Problem description: Collect each line of the records that contains the string "pixels" and copy those lines in their original order.

Exercise inputs:

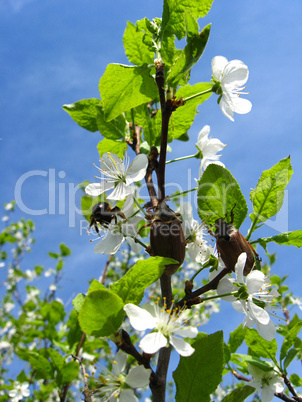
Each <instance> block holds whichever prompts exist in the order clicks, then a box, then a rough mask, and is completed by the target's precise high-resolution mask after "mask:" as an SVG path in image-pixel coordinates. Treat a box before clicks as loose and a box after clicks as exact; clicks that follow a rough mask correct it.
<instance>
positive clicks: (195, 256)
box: [180, 202, 213, 264]
mask: <svg viewBox="0 0 302 402" xmlns="http://www.w3.org/2000/svg"><path fill="white" fill-rule="evenodd" d="M180 213H181V216H182V220H183V223H182V230H183V232H184V235H185V238H186V241H187V249H188V253H189V255H190V257H191V258H192V260H193V261H196V262H199V263H201V264H203V263H204V262H206V261H207V260H208V259H209V257H210V255H211V254H212V253H213V247H212V246H209V245H208V244H207V241H206V239H205V234H206V233H207V231H206V230H205V228H204V226H203V225H202V224H199V223H198V222H197V221H196V220H195V219H194V218H193V212H192V205H191V204H190V202H183V203H181V204H180Z"/></svg>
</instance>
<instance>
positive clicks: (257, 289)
mask: <svg viewBox="0 0 302 402" xmlns="http://www.w3.org/2000/svg"><path fill="white" fill-rule="evenodd" d="M264 282H265V275H264V273H263V272H261V271H258V270H256V271H251V272H250V273H249V274H248V275H247V277H246V287H247V291H248V294H249V295H253V294H255V293H257V292H259V290H260V289H261V287H262V286H263V284H264Z"/></svg>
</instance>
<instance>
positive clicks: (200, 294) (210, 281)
mask: <svg viewBox="0 0 302 402" xmlns="http://www.w3.org/2000/svg"><path fill="white" fill-rule="evenodd" d="M228 273H230V270H229V269H228V268H224V269H223V270H222V271H221V272H219V274H218V275H217V276H215V278H214V279H212V280H211V281H210V282H208V283H207V284H206V285H204V286H202V287H201V288H199V289H197V290H195V292H189V291H188V289H186V295H185V297H184V298H183V299H181V300H180V301H179V302H178V303H176V306H175V307H183V306H184V305H186V306H187V307H188V308H189V307H191V306H193V305H194V304H200V303H202V302H203V301H204V299H203V298H202V297H199V296H200V295H202V294H204V293H206V292H208V291H209V290H213V289H217V286H218V283H219V281H220V280H221V279H222V278H223V277H224V276H225V275H226V274H228Z"/></svg>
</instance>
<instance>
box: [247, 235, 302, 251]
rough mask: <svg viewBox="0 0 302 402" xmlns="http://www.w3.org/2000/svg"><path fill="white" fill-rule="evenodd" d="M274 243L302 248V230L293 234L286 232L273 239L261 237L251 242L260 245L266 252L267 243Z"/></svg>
mask: <svg viewBox="0 0 302 402" xmlns="http://www.w3.org/2000/svg"><path fill="white" fill-rule="evenodd" d="M272 241H273V242H274V243H277V244H280V245H284V246H295V247H299V248H300V247H302V230H295V231H293V232H284V233H279V234H277V235H275V236H271V237H261V238H260V239H257V240H254V241H253V242H251V244H253V243H259V244H260V245H261V246H262V247H263V248H264V250H265V251H266V250H267V247H266V245H267V243H270V242H272Z"/></svg>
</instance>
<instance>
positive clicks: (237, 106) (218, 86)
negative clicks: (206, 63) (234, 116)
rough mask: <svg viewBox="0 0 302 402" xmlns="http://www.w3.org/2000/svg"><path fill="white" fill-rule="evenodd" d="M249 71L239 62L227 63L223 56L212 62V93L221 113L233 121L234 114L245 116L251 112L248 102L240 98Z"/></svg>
mask: <svg viewBox="0 0 302 402" xmlns="http://www.w3.org/2000/svg"><path fill="white" fill-rule="evenodd" d="M248 76H249V69H248V67H247V66H246V65H245V64H244V63H243V62H242V61H241V60H232V61H228V60H227V59H226V58H225V57H223V56H216V57H214V58H213V60H212V77H213V82H214V86H213V91H214V92H215V93H217V94H218V95H219V98H218V103H219V106H220V109H221V111H222V113H223V114H224V115H225V116H226V117H228V118H229V119H230V120H232V121H234V119H233V115H234V113H239V114H246V113H248V112H250V111H251V109H252V104H251V102H250V101H249V100H247V99H243V98H241V96H240V95H241V94H247V92H242V91H243V90H244V88H245V87H244V85H245V83H246V82H247V80H248Z"/></svg>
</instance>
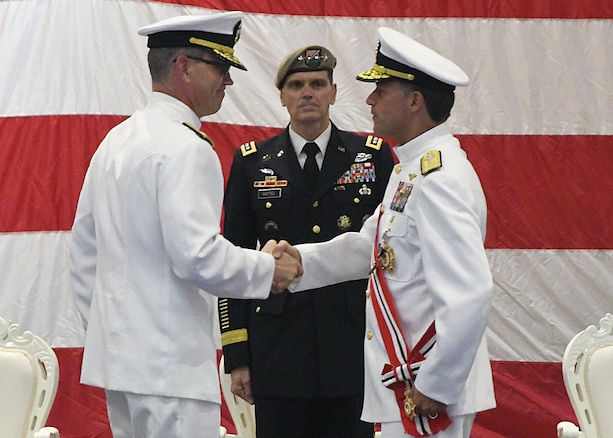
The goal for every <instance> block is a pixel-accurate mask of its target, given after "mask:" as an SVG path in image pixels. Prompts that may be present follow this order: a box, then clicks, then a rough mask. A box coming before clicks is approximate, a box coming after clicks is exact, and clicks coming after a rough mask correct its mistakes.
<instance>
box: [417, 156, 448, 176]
mask: <svg viewBox="0 0 613 438" xmlns="http://www.w3.org/2000/svg"><path fill="white" fill-rule="evenodd" d="M441 167H443V162H442V160H441V151H429V152H426V153H425V154H424V156H423V157H421V174H422V175H427V174H429V173H430V172H433V171H435V170H437V169H440V168H441Z"/></svg>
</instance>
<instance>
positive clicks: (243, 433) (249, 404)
mask: <svg viewBox="0 0 613 438" xmlns="http://www.w3.org/2000/svg"><path fill="white" fill-rule="evenodd" d="M219 380H220V382H221V392H222V394H223V397H224V400H225V401H226V406H228V411H230V415H231V416H232V422H233V423H234V426H235V427H236V435H232V434H229V433H225V431H221V433H220V436H225V437H228V438H256V435H255V406H253V405H250V404H249V403H247V402H246V401H245V400H243V399H242V398H240V397H237V396H235V395H234V394H232V391H231V390H230V386H231V383H232V380H231V378H230V375H229V374H226V372H225V370H224V358H223V356H222V357H221V361H220V362H219Z"/></svg>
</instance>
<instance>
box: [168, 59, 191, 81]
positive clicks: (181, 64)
mask: <svg viewBox="0 0 613 438" xmlns="http://www.w3.org/2000/svg"><path fill="white" fill-rule="evenodd" d="M187 67H188V60H187V56H185V55H179V56H177V59H176V60H175V61H174V62H173V65H172V67H171V68H172V69H174V72H175V76H176V77H177V78H179V79H180V80H181V81H185V80H189V78H188V76H189V73H188V69H187Z"/></svg>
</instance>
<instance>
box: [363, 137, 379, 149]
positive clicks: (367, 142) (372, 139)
mask: <svg viewBox="0 0 613 438" xmlns="http://www.w3.org/2000/svg"><path fill="white" fill-rule="evenodd" d="M382 144H383V139H382V138H381V137H375V136H374V135H369V136H368V137H367V138H366V147H369V148H373V149H376V150H379V149H381V145H382Z"/></svg>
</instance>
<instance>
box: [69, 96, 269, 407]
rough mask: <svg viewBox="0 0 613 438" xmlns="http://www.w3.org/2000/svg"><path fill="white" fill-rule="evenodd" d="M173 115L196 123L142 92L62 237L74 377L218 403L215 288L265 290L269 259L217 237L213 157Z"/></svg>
mask: <svg viewBox="0 0 613 438" xmlns="http://www.w3.org/2000/svg"><path fill="white" fill-rule="evenodd" d="M184 123H188V124H190V125H192V126H194V127H200V120H199V118H198V116H197V115H196V114H195V113H194V112H193V111H192V110H191V109H190V108H189V107H187V106H186V105H184V104H183V103H182V102H180V101H179V100H176V99H174V98H172V97H170V96H168V95H166V94H162V93H153V95H152V97H151V99H150V101H149V103H148V105H147V107H146V108H145V109H144V110H141V111H138V112H136V113H135V114H134V115H133V116H132V117H130V118H128V119H127V120H125V121H124V122H122V123H121V124H119V125H118V126H116V127H115V128H113V129H112V130H111V131H110V132H109V134H108V135H107V136H106V138H105V139H104V140H103V142H102V143H101V144H100V146H99V148H98V150H97V151H96V153H95V154H94V156H93V158H92V160H91V163H90V166H89V169H88V171H87V174H86V177H85V182H84V184H83V188H82V191H81V196H80V199H79V204H78V208H77V213H76V218H75V222H74V226H73V230H72V241H71V247H70V257H71V275H72V282H73V287H74V293H75V298H76V304H77V307H78V310H79V312H80V315H81V317H82V319H83V323H84V326H85V329H86V334H85V351H84V356H83V366H82V373H81V382H82V383H85V384H89V385H94V386H99V387H103V388H106V389H109V390H115V391H125V392H133V393H138V394H148V395H160V396H172V397H183V398H192V399H197V400H207V401H212V402H217V403H219V402H220V394H219V381H218V379H217V358H216V349H217V346H216V345H215V341H214V331H215V330H218V327H217V326H216V323H215V318H214V312H216V311H217V300H216V297H214V295H216V296H223V297H232V298H259V299H264V298H266V297H268V295H269V292H270V288H271V283H272V277H273V273H274V259H273V257H272V256H270V255H269V254H264V253H261V252H258V251H254V250H246V249H241V248H238V247H235V246H234V245H232V244H231V243H230V242H228V241H227V240H225V239H224V238H223V237H221V236H220V234H219V233H220V216H221V206H222V197H223V176H222V170H221V165H220V163H219V159H218V157H217V154H216V153H215V151H214V150H213V149H212V147H211V145H210V144H209V142H207V141H204V140H203V139H202V138H200V137H199V136H198V135H197V134H196V133H195V132H194V131H192V130H191V129H190V128H188V127H187V126H185V125H184Z"/></svg>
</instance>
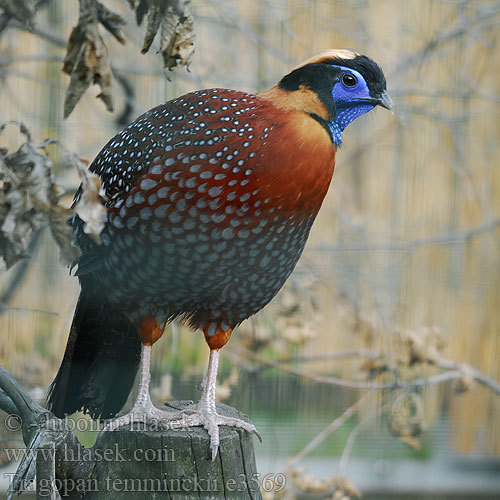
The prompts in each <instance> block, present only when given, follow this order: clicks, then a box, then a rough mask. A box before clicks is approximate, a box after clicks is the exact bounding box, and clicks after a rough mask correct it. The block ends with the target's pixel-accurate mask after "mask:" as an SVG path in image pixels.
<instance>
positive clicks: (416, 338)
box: [402, 326, 445, 364]
mask: <svg viewBox="0 0 500 500" xmlns="http://www.w3.org/2000/svg"><path fill="white" fill-rule="evenodd" d="M402 337H403V341H404V342H407V345H408V351H409V364H415V363H428V362H432V361H435V360H437V359H439V358H440V357H441V353H442V351H443V349H444V347H445V342H444V340H443V338H442V337H441V335H440V333H439V329H438V328H437V327H434V326H424V327H422V328H417V329H415V330H409V331H406V332H404V333H403V334H402Z"/></svg>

Answer space:
The goal for every <instance> block is a pixel-accurate mask of its target, given after "mask:" as an SVG path in image pixels. Prompts that may be present follow this order: a box, then clicks, then a rough mask. A box coming before clicks is approximate, a box coming after clicks is exact, and clicks coming after a rough mask correct its mistakes.
The prompts in each <instance> block, present only when given, follow this order: clicks, then a box, then a rough mask. A box before clicks is approximate, a box after clicks is the exact bounding box, and clicks after a rough mask correct it. The block ends with the target's pixel-accurate mask after "mask:" as an SVG path in image pixels.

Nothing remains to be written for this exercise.